WRITTEN REQUEST: Count the lines in the records below that contain the string "horse", and reply with that number alone.

GIVEN DATA:
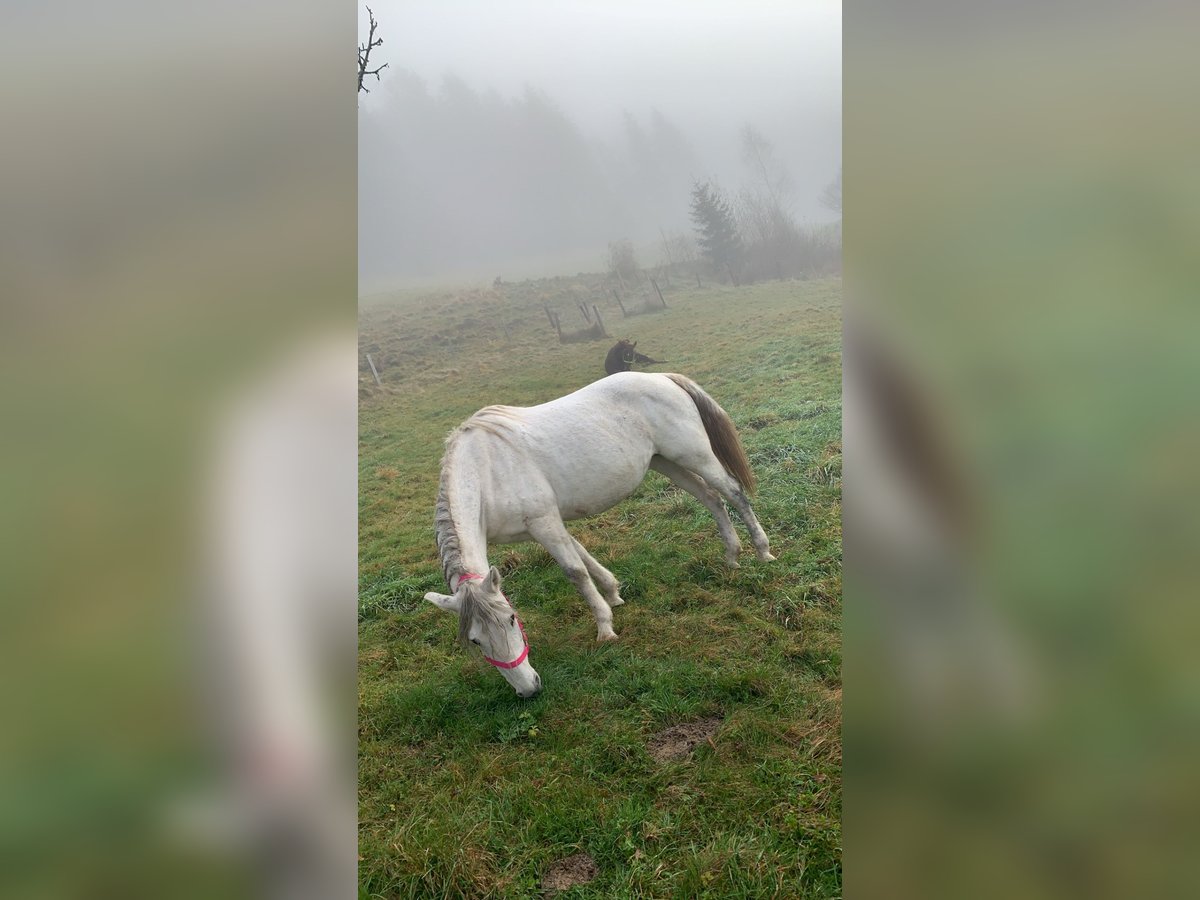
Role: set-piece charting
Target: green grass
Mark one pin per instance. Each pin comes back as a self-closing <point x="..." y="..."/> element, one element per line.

--

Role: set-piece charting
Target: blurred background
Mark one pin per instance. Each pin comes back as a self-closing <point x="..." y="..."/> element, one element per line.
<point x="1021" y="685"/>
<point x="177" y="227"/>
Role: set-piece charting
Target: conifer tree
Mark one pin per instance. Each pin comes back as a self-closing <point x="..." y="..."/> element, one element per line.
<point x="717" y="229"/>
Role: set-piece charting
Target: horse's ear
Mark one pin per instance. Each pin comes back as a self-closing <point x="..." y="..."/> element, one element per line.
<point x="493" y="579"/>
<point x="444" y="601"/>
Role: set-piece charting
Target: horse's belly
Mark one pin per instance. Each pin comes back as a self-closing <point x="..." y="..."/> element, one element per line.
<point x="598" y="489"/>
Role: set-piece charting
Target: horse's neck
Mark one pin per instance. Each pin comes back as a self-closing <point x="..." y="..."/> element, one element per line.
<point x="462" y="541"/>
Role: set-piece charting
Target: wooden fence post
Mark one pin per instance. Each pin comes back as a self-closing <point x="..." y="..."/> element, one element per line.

RESPONSE TO THE TASK: 3